- **Point placement records**:
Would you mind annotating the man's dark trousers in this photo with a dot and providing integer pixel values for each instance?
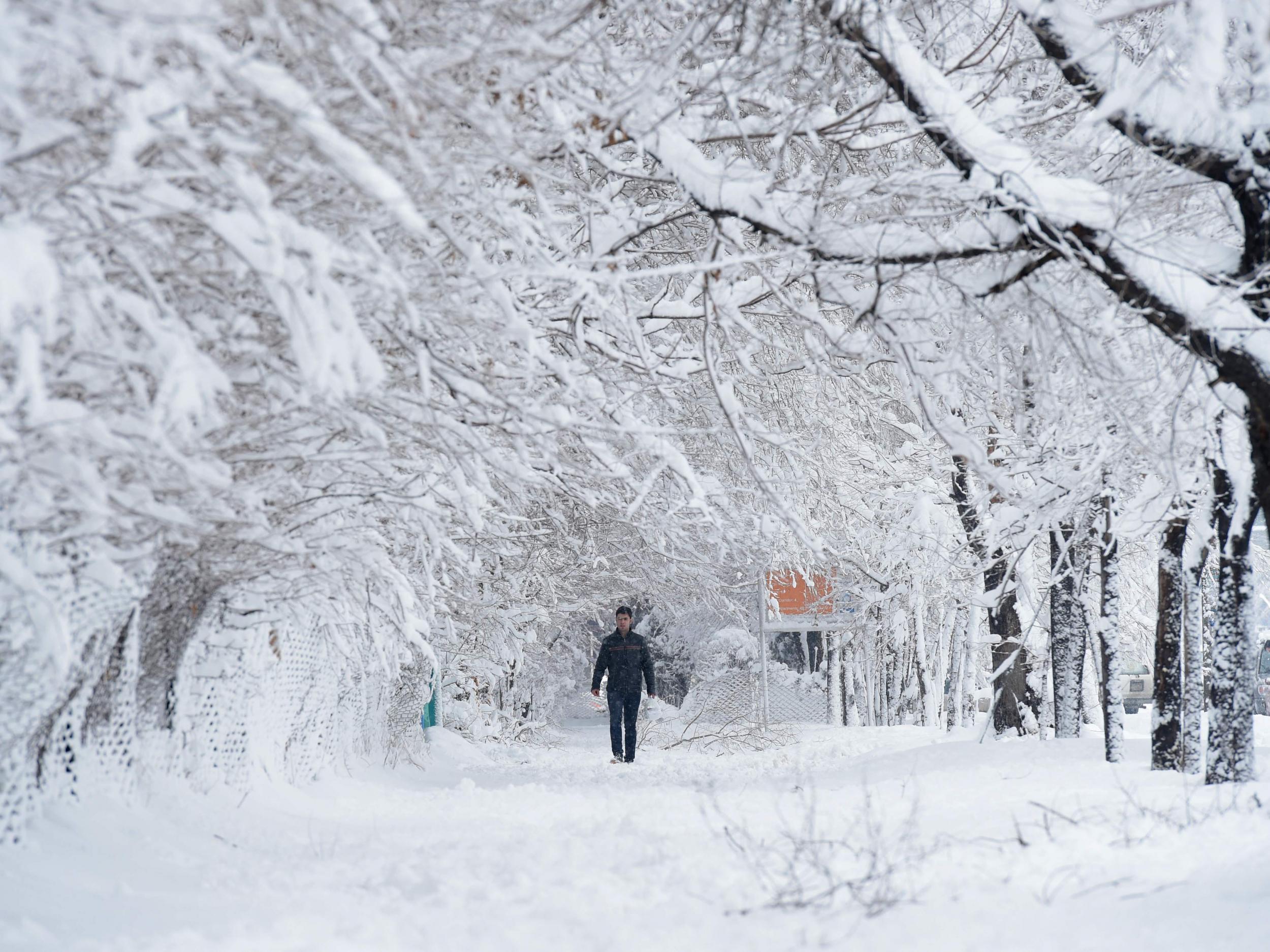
(623, 707)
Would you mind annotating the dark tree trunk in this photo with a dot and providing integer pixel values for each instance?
(957, 666)
(1166, 707)
(1067, 629)
(1109, 639)
(1230, 720)
(1195, 556)
(1009, 658)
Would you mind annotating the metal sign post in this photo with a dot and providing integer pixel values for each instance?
(765, 712)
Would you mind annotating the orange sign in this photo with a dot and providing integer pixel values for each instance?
(797, 596)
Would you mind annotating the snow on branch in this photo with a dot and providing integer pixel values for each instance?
(1077, 217)
(743, 191)
(1189, 131)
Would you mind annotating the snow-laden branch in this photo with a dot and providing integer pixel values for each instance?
(1077, 217)
(738, 188)
(1190, 131)
(1189, 127)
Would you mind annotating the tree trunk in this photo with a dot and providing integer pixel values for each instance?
(969, 697)
(957, 668)
(1109, 639)
(1230, 720)
(1166, 707)
(1194, 557)
(1009, 658)
(925, 681)
(1066, 633)
(834, 678)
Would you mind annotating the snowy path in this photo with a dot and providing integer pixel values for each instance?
(557, 849)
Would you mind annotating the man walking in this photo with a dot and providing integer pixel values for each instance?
(626, 659)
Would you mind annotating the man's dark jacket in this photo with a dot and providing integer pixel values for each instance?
(625, 659)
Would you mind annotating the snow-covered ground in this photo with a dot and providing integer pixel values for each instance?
(856, 838)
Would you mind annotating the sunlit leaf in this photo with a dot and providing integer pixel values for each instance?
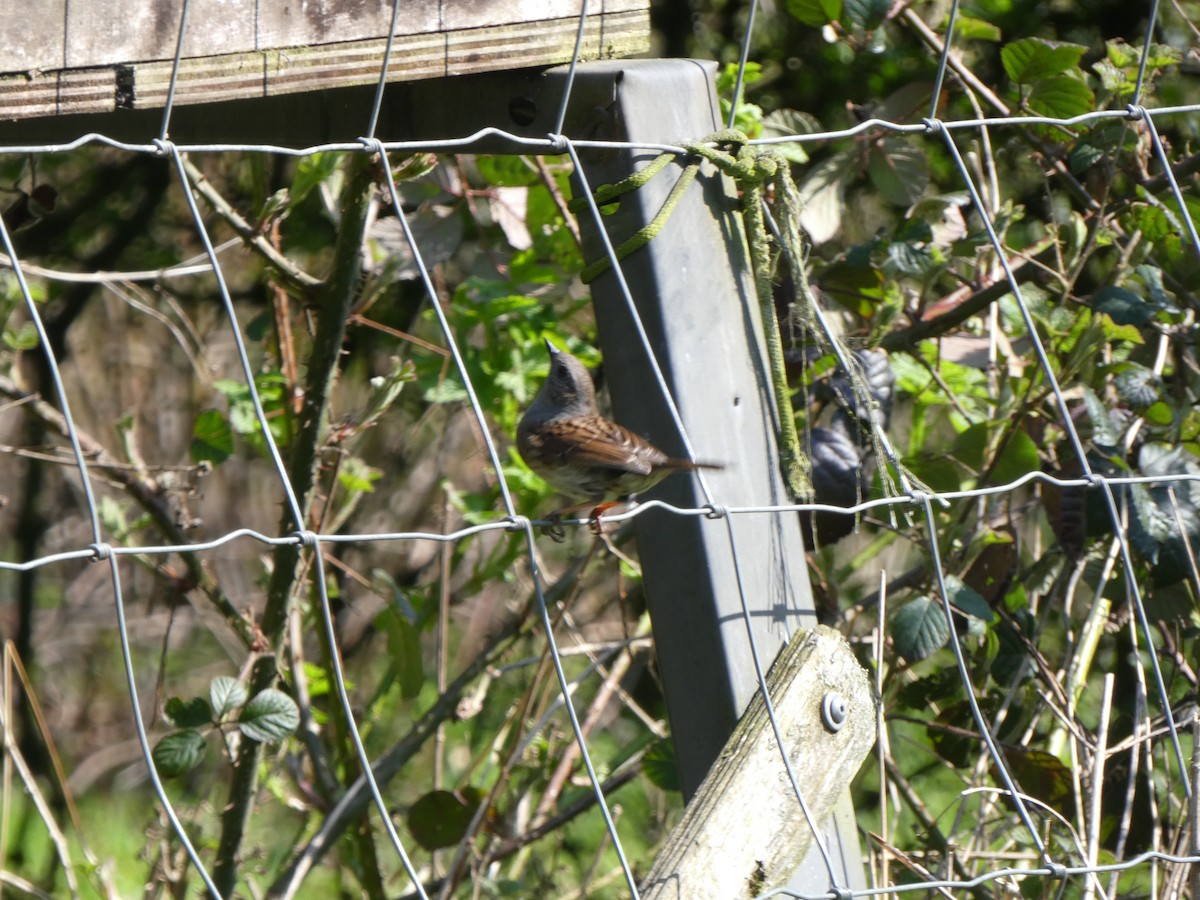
(1061, 96)
(965, 27)
(823, 198)
(211, 438)
(1138, 385)
(815, 12)
(1032, 59)
(226, 695)
(179, 753)
(270, 715)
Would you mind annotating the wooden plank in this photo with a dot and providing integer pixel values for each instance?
(744, 833)
(33, 42)
(322, 22)
(279, 71)
(112, 34)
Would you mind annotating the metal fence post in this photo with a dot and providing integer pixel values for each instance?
(695, 298)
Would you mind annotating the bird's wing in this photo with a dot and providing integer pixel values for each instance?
(599, 442)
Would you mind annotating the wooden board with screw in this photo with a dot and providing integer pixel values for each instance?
(82, 58)
(744, 832)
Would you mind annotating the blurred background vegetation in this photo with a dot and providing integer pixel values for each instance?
(447, 667)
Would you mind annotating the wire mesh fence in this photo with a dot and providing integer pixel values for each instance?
(1012, 817)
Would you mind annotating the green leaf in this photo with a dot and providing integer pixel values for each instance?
(1105, 432)
(357, 477)
(211, 438)
(1061, 96)
(823, 197)
(1019, 457)
(1083, 156)
(1123, 306)
(441, 819)
(967, 600)
(867, 15)
(1031, 59)
(187, 713)
(403, 651)
(919, 629)
(179, 753)
(661, 767)
(971, 445)
(1138, 385)
(816, 13)
(1159, 413)
(226, 694)
(967, 28)
(899, 171)
(311, 171)
(269, 717)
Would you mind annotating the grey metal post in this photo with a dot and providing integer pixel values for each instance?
(695, 298)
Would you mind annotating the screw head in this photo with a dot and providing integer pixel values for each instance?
(833, 711)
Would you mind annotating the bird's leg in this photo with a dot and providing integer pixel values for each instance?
(553, 528)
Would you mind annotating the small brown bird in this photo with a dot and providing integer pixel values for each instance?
(567, 442)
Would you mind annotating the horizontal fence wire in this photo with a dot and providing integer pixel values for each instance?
(312, 543)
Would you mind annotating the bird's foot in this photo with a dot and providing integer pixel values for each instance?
(594, 525)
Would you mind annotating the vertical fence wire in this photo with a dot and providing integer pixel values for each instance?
(513, 521)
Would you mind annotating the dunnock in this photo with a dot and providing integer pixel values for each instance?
(565, 441)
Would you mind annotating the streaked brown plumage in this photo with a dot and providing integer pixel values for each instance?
(567, 442)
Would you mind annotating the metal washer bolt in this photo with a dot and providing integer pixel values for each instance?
(833, 711)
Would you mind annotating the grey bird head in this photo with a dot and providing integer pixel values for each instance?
(568, 391)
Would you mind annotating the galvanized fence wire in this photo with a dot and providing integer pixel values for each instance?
(917, 501)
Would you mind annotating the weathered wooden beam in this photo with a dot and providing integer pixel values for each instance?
(93, 58)
(744, 832)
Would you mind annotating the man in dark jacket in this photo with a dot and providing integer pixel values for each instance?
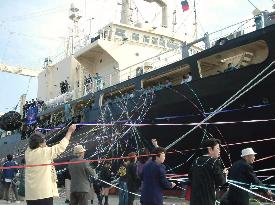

- **What the task requires**: Reproduce word for word the lines of the material from the line containing "Would you mind annotating the metal sign" to the line containing "(1189, 131)", including both of those lines.

- **Answer to this task**:
Would you mind annotating the metal sign post in this photo with a dot and providing integer pixel values for each instance?
(765, 712)
Would you mind annotating the orange sign in this photo with a dot and providing integer pixel values for each instance?
(797, 596)
Would you mind annotating the snow on branch in this photo with a dot and providing integer pixel values for each instance?
(1077, 217)
(743, 191)
(1189, 131)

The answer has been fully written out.